-------- Dataset entries --------

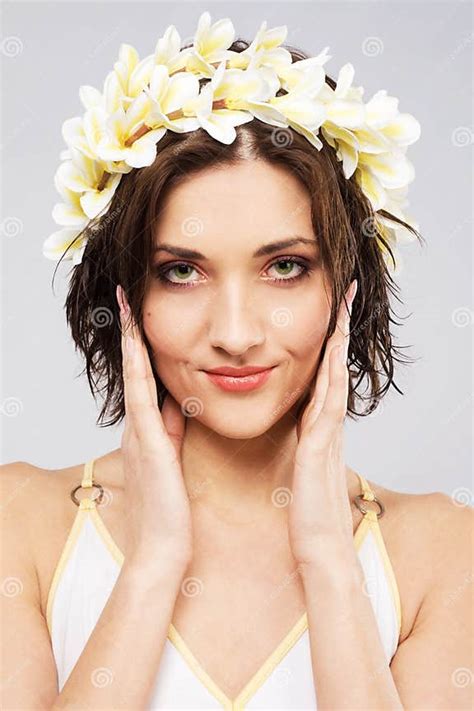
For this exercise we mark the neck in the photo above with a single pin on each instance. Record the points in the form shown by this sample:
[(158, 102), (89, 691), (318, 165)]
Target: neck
[(242, 480)]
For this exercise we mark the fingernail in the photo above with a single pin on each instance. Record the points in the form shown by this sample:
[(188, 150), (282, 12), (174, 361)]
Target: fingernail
[(354, 292), (130, 345)]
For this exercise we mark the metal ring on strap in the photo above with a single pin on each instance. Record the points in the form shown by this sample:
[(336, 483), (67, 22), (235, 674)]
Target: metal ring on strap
[(97, 499), (360, 497)]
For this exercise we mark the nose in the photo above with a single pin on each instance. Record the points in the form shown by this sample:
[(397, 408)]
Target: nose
[(235, 323)]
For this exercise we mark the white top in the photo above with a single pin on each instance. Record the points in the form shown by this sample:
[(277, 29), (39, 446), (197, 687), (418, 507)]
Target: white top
[(86, 574)]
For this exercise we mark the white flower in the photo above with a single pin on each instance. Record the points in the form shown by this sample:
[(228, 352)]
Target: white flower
[(121, 135), (90, 179), (231, 98), (211, 43), (142, 99)]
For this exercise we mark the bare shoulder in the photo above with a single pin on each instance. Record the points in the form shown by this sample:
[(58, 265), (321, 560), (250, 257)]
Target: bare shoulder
[(37, 516), (428, 537)]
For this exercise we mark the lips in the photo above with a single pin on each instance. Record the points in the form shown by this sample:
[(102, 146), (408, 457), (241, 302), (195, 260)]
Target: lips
[(249, 378), (238, 372)]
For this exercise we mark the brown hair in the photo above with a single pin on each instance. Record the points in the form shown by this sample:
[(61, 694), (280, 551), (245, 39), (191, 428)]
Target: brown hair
[(120, 244)]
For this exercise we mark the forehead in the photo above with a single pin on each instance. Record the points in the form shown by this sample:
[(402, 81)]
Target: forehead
[(242, 206)]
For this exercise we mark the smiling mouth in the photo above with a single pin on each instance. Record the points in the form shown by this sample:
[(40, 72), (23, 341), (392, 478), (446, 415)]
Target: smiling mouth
[(242, 383)]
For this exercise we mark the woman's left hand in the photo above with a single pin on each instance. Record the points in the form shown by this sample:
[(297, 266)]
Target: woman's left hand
[(320, 510)]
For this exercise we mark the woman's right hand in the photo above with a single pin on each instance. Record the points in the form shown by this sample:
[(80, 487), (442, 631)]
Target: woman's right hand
[(158, 512)]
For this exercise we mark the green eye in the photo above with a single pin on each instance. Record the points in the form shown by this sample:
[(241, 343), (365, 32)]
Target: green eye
[(179, 267)]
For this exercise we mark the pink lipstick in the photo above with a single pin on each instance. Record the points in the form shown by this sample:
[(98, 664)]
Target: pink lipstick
[(239, 379)]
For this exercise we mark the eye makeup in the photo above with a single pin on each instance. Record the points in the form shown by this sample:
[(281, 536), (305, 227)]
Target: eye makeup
[(160, 271)]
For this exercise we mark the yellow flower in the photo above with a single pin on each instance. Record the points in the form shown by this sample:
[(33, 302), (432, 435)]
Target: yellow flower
[(167, 96), (234, 97), (126, 137), (210, 46)]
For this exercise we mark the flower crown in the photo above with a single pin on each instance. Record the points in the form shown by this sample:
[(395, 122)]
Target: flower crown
[(141, 100)]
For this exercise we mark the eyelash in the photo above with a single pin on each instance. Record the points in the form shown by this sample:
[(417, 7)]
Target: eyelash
[(161, 270)]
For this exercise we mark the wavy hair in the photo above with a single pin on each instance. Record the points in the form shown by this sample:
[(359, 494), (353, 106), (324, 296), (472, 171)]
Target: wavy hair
[(120, 245)]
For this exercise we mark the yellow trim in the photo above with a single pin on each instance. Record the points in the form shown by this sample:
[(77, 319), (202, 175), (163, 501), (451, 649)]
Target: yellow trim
[(373, 521), (88, 507), (68, 547)]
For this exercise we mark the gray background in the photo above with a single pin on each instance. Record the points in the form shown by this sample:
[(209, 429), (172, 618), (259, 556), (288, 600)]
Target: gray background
[(419, 52)]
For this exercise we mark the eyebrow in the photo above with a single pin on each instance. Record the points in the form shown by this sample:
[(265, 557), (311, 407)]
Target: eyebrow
[(262, 251)]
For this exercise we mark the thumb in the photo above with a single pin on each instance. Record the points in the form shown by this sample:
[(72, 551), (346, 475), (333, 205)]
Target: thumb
[(174, 422)]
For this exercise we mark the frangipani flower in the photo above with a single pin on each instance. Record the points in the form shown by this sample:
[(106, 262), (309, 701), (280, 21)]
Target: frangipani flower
[(168, 95), (232, 98), (301, 109), (168, 52), (211, 43), (126, 136), (142, 99), (88, 178)]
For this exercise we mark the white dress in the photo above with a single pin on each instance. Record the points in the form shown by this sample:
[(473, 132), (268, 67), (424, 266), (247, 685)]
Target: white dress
[(86, 574)]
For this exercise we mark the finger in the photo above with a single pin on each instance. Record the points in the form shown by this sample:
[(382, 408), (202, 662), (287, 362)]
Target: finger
[(141, 406), (333, 411), (129, 327), (339, 337)]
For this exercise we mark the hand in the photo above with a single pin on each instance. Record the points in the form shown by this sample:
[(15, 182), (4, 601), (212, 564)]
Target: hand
[(158, 511), (320, 508)]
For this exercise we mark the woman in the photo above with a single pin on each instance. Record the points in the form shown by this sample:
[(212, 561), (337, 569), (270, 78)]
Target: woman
[(225, 556)]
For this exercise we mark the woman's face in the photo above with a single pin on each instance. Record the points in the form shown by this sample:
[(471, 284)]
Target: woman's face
[(230, 307)]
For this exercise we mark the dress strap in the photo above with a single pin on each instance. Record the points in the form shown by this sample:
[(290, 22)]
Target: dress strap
[(368, 495), (88, 483)]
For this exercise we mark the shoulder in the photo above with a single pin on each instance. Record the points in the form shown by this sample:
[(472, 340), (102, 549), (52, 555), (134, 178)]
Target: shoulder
[(429, 538)]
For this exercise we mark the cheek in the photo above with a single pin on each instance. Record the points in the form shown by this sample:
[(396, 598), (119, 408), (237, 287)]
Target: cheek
[(305, 333), (166, 331)]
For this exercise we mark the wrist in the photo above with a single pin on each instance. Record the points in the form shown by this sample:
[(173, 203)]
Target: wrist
[(154, 574), (331, 563)]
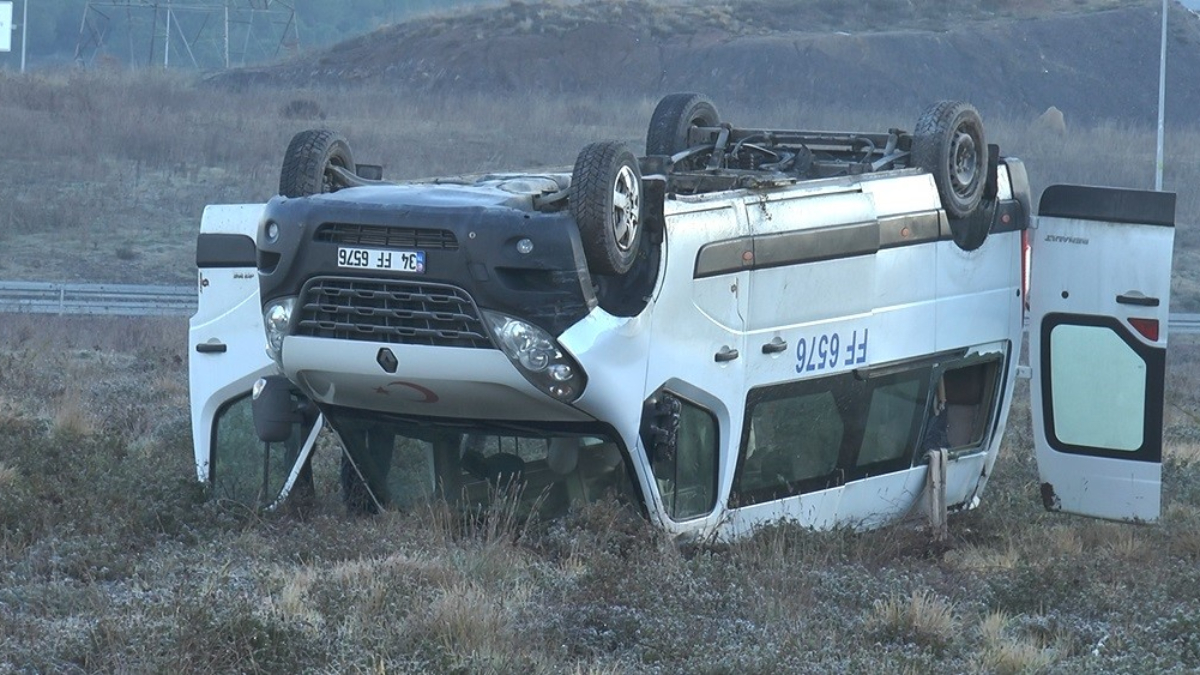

--------

** Job **
Rewrite the stretch from the line containing "For this exercise we mark the wrist" through the end of the records, swapping "wrist" for "ankle" and keeping everything else the same. Leave out the pictures.

** The reply **
For this exercise we mark the ankle in the photo above with a single pin on each instance. Record the points in the form shown by this sample:
[(173, 203)]
Target: ankle
[(154, 574), (331, 563)]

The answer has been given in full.